List every line of the items below that contains the word "tire".

============

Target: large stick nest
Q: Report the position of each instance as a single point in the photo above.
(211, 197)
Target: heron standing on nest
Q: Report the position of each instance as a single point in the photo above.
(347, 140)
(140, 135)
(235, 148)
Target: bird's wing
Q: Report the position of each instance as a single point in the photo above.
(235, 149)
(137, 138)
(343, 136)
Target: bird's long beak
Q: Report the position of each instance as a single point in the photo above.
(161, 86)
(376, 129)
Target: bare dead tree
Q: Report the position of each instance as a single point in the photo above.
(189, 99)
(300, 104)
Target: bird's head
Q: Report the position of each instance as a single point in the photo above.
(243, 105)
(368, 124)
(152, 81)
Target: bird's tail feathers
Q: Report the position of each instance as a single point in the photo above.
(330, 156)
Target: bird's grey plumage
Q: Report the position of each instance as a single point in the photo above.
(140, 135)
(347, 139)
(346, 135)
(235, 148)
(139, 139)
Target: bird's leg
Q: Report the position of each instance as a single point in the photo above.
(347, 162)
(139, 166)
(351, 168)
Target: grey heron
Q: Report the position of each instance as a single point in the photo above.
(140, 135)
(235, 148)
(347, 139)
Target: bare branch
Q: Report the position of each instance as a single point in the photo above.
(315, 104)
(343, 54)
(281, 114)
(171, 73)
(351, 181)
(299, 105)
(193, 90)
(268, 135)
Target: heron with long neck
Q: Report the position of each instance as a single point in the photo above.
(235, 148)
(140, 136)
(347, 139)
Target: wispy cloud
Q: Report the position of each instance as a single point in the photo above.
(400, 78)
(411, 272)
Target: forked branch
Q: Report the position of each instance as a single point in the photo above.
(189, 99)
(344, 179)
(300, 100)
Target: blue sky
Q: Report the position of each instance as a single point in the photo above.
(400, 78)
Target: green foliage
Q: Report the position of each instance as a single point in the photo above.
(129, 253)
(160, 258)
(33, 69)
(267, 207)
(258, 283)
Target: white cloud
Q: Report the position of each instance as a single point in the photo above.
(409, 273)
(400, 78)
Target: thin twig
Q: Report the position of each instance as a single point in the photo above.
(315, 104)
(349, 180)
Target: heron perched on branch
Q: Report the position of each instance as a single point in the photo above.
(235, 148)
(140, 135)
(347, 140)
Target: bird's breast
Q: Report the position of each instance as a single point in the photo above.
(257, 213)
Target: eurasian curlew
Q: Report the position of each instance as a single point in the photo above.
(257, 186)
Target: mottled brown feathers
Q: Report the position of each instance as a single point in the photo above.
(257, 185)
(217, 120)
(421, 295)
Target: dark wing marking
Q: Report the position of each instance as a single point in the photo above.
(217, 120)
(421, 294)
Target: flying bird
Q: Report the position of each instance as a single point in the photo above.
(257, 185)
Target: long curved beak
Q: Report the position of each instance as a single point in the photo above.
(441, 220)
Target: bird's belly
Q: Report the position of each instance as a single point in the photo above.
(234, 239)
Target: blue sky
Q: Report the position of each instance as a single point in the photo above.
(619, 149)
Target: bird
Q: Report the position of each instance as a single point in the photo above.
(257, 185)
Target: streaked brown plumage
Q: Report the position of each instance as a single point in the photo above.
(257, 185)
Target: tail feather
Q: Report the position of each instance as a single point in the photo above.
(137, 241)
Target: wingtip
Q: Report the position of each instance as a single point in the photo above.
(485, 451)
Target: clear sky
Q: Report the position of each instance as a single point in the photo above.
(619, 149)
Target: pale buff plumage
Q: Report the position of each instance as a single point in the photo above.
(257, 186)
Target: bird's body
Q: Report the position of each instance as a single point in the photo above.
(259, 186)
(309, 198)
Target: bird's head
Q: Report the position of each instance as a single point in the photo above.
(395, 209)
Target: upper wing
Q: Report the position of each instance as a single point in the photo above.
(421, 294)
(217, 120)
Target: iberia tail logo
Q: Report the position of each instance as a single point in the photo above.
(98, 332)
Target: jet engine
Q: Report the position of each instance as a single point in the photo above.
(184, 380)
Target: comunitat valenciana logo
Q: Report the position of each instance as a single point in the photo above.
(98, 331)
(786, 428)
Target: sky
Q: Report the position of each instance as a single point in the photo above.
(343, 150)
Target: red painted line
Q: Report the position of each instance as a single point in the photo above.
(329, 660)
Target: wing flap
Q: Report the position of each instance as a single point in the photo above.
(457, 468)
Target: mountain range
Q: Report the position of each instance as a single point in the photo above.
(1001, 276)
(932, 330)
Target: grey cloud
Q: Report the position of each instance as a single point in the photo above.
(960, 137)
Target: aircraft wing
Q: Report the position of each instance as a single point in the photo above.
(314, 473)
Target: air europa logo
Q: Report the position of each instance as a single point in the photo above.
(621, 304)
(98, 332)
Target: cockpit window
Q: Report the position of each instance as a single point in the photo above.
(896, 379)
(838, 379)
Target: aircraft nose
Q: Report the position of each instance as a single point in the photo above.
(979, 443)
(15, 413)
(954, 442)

============

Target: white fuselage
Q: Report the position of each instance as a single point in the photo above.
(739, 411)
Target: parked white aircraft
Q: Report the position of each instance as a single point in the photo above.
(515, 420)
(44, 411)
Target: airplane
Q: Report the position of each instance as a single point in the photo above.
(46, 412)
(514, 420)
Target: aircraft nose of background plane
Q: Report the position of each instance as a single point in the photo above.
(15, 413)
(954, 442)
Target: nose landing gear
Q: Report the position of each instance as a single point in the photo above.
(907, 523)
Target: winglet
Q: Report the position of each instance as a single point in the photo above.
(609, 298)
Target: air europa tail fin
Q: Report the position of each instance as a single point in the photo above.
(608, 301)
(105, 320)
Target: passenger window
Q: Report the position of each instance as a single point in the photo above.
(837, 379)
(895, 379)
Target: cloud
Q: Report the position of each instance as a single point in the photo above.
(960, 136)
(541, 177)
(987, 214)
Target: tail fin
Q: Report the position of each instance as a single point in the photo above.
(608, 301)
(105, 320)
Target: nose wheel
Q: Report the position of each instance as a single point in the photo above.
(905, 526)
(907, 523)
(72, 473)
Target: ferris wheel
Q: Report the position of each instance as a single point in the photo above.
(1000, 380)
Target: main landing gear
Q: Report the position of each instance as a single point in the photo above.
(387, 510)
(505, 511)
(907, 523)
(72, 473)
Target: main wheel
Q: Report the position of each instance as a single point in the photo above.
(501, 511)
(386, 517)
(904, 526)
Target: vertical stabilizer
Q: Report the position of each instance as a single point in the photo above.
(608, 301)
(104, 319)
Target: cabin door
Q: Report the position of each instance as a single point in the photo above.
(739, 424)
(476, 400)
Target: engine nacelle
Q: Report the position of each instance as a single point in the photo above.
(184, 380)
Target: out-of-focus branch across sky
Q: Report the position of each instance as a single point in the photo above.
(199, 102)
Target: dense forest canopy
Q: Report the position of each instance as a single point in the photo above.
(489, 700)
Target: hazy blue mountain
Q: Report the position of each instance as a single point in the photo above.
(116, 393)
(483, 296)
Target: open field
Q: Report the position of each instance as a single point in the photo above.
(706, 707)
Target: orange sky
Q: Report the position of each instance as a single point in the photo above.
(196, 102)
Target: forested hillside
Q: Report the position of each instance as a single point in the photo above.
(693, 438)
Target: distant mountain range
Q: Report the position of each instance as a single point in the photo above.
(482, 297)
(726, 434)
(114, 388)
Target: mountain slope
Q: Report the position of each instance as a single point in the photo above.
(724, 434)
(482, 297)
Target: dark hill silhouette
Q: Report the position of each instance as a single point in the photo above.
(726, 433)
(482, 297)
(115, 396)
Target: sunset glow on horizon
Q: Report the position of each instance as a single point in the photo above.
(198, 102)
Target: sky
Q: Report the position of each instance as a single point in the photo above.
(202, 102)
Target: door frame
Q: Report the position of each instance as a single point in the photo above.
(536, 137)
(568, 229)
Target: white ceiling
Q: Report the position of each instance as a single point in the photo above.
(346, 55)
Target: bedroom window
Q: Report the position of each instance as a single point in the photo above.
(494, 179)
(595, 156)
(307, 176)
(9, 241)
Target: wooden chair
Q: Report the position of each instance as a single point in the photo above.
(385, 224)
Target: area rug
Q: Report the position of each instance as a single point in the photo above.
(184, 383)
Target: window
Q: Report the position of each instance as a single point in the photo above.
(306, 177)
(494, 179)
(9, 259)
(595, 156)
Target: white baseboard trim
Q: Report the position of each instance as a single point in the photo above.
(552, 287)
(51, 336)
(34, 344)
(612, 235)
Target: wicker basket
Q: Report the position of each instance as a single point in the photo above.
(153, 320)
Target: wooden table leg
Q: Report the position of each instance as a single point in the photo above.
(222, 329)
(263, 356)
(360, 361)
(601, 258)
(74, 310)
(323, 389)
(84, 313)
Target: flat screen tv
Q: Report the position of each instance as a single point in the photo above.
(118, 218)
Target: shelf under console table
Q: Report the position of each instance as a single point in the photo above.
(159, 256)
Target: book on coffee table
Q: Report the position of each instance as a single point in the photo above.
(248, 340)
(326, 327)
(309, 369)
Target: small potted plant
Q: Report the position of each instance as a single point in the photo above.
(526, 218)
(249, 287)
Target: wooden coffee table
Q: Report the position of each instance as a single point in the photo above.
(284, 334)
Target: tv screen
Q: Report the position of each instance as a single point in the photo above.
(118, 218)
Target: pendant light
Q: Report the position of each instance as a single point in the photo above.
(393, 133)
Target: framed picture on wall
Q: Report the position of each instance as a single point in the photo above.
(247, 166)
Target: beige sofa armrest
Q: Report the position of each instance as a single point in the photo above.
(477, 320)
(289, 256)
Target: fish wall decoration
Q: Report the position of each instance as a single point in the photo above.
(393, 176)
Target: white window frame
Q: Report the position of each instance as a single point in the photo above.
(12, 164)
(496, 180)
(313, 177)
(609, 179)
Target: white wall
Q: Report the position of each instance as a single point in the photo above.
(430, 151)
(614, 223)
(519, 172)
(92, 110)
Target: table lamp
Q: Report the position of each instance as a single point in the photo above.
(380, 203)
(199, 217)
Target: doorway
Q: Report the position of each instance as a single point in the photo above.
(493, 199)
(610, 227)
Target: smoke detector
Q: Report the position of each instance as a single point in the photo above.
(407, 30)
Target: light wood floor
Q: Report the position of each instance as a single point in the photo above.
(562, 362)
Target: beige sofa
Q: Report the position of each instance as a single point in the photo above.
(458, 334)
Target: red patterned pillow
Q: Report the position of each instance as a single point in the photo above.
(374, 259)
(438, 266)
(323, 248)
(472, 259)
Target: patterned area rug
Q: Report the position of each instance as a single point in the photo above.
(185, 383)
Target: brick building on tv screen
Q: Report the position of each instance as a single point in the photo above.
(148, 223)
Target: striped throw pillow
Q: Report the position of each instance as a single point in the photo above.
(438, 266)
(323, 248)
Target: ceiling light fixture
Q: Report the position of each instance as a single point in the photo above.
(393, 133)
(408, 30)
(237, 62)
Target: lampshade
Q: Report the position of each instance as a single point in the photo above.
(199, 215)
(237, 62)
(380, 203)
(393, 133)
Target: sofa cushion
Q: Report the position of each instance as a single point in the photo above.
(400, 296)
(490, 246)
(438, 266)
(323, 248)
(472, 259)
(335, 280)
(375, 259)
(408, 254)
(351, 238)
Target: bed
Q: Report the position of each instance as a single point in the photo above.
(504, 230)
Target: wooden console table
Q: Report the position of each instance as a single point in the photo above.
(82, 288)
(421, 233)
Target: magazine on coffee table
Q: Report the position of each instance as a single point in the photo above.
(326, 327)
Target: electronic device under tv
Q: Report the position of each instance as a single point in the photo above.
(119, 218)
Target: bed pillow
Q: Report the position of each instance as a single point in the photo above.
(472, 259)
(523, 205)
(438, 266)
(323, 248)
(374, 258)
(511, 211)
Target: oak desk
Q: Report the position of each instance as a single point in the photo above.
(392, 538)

============

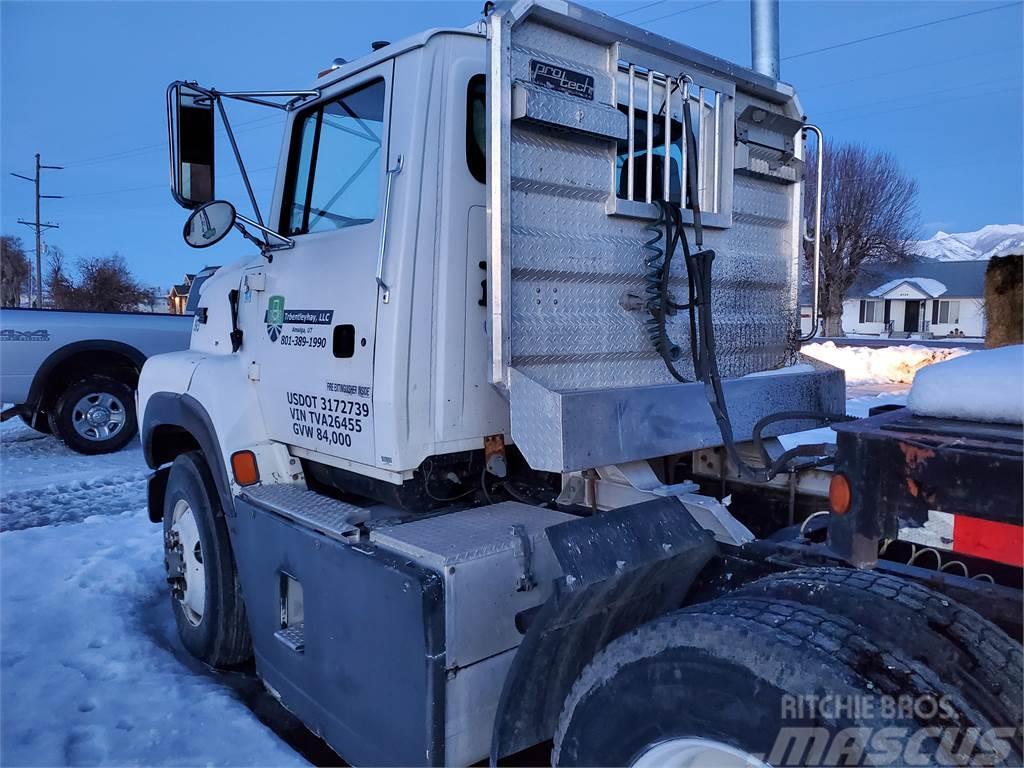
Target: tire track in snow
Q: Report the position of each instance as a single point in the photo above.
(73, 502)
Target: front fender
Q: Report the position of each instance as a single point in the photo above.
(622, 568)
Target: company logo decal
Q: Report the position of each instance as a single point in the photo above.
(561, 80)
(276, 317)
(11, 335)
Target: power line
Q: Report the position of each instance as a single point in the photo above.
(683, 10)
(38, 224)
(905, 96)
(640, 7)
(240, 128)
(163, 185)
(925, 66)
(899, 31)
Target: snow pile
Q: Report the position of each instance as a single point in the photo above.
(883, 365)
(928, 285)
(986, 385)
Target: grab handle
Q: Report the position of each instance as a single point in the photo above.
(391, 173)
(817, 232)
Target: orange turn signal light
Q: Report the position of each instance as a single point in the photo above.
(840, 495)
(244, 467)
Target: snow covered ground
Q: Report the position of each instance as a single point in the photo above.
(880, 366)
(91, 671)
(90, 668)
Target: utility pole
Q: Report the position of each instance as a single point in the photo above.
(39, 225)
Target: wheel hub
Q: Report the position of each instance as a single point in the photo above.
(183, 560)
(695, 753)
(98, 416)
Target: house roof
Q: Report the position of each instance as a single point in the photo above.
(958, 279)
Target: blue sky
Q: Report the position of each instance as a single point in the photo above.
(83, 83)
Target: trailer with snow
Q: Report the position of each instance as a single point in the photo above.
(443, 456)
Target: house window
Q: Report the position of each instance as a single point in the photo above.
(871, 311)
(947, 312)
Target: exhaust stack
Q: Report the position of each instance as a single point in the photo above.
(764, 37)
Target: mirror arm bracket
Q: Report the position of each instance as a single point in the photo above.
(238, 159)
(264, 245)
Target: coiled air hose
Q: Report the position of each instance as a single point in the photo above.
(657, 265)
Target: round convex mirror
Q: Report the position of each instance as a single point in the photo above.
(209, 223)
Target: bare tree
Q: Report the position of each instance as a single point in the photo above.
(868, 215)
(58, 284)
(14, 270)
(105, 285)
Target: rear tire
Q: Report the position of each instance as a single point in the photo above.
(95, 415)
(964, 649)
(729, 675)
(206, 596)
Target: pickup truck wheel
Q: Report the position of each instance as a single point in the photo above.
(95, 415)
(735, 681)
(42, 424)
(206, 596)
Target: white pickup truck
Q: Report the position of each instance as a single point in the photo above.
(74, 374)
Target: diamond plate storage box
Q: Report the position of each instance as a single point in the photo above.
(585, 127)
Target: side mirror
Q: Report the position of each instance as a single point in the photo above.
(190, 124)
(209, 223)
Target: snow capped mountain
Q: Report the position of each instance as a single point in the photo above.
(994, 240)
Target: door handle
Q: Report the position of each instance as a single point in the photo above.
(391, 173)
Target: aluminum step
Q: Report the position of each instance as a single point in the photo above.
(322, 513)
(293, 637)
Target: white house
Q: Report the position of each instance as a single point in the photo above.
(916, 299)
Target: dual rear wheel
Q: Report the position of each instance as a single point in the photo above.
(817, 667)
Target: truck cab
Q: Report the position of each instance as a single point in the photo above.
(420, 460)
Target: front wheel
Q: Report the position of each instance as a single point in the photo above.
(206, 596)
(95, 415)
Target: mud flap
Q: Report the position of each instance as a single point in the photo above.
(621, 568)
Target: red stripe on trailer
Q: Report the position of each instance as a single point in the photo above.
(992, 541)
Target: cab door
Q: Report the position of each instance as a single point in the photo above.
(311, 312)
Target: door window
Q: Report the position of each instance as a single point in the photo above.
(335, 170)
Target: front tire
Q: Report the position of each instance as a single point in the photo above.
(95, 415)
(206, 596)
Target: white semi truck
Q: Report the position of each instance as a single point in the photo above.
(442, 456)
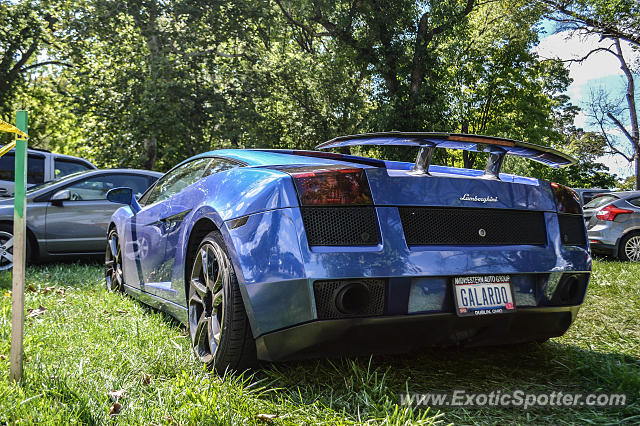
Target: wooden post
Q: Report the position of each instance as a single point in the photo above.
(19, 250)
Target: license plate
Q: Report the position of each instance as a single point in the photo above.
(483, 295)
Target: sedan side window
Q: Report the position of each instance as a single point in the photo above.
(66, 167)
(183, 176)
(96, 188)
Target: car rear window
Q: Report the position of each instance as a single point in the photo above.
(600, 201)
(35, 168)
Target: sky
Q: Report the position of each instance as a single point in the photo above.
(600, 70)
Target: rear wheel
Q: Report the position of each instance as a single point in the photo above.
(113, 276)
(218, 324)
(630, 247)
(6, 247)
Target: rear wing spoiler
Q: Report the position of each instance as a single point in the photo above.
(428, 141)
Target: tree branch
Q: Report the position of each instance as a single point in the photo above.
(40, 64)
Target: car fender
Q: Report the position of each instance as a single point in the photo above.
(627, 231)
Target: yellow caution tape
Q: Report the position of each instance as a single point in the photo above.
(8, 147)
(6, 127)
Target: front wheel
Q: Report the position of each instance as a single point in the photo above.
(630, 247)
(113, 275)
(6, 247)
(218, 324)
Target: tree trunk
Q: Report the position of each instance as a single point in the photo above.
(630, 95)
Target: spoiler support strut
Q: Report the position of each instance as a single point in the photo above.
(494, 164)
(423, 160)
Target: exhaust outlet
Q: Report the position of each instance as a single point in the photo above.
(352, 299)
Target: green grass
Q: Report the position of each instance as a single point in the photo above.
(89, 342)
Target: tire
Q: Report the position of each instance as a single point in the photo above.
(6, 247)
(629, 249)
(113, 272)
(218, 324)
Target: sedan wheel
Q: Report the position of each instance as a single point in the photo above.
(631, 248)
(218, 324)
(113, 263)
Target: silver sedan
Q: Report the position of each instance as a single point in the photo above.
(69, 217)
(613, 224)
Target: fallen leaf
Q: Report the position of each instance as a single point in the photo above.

============

Correct output ::
Target: tire track in snow
Target: rear tire
Target: front tire
Target: tire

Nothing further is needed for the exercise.